= WHAT YOU HAVE TO DO =
Please reproduce the item lines below word for word, starting with the line that contains "Annotate the concrete" and going on through the line that contains "<point>72,193</point>", with both of those lines included.

-- START RECORDS PROVIDED --

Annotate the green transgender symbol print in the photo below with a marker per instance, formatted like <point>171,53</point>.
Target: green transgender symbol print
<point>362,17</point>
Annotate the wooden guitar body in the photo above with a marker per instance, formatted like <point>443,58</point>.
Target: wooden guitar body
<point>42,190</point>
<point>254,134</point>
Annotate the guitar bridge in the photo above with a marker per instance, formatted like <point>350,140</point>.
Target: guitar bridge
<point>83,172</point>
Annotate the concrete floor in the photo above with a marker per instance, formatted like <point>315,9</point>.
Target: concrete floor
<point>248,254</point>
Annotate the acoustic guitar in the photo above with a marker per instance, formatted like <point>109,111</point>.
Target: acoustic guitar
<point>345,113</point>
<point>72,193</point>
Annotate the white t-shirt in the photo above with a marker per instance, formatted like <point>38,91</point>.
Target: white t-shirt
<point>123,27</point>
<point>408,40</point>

-- END RECORDS PROVIDED --

= TASK OUTPUT =
Annotate the concrete floor in the photo above with a marker per instance, formatted like <point>315,9</point>.
Target: concrete floor
<point>248,254</point>
Annotate the acoustic guitar in the photo above with a marker per instance, formatted like <point>109,111</point>.
Target: acoustic guitar
<point>345,113</point>
<point>72,193</point>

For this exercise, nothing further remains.